Stored items from a collection
+++
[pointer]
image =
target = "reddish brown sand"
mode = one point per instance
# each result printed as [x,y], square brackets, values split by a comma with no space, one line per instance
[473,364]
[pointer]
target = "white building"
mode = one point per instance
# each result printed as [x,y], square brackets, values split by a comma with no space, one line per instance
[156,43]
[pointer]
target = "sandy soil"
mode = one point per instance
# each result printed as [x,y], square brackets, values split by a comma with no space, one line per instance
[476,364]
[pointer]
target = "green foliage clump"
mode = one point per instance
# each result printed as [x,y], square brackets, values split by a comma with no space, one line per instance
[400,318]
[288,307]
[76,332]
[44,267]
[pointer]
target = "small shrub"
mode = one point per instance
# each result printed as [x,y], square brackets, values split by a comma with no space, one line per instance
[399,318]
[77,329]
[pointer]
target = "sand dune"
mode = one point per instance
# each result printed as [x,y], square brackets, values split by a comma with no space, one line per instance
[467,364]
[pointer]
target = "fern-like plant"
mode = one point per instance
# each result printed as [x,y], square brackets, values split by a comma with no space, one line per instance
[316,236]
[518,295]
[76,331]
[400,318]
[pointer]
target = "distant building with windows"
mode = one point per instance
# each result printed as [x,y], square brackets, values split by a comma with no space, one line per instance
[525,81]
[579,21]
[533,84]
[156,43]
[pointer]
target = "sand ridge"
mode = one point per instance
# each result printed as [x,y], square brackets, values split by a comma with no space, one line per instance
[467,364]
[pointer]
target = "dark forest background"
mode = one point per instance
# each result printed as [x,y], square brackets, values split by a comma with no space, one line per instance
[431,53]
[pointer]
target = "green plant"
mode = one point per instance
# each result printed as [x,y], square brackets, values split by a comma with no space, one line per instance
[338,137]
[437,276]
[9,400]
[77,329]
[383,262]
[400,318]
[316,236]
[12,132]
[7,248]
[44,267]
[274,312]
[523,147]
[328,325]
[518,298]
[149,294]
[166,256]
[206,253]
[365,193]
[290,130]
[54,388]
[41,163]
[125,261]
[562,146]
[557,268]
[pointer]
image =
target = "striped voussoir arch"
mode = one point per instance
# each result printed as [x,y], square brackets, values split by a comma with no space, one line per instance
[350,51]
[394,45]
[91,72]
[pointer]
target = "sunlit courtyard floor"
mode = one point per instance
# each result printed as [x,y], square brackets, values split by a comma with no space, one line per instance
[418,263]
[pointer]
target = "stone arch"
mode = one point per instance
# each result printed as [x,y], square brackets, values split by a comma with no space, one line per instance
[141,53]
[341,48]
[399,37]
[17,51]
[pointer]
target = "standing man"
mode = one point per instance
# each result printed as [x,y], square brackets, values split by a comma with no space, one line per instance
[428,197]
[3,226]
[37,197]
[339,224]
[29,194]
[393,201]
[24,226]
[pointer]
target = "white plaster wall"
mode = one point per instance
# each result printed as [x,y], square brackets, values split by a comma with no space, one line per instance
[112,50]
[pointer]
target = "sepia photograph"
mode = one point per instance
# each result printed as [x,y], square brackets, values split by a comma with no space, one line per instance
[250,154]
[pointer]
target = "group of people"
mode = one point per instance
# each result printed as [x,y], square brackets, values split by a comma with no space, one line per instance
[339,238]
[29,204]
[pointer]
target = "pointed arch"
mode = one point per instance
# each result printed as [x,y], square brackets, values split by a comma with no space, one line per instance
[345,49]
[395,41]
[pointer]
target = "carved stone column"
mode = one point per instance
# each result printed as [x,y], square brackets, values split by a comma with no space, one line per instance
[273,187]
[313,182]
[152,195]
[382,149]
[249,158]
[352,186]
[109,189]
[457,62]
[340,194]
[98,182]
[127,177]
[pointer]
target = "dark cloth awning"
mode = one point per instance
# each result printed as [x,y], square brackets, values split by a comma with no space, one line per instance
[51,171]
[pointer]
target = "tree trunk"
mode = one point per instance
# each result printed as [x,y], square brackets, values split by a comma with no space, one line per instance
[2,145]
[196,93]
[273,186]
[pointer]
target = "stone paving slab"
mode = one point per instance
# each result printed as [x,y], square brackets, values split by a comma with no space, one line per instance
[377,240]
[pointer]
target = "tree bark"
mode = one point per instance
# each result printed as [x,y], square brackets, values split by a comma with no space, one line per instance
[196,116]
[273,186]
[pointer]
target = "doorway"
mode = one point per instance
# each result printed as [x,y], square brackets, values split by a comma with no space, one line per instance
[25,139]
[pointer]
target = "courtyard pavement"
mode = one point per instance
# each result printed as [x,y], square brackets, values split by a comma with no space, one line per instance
+++
**Task statement**.
Every line above with the string "dark" in it should be copied into the answer.

**Task answer**.
target = "dark forest background"
target = "dark cloth awning"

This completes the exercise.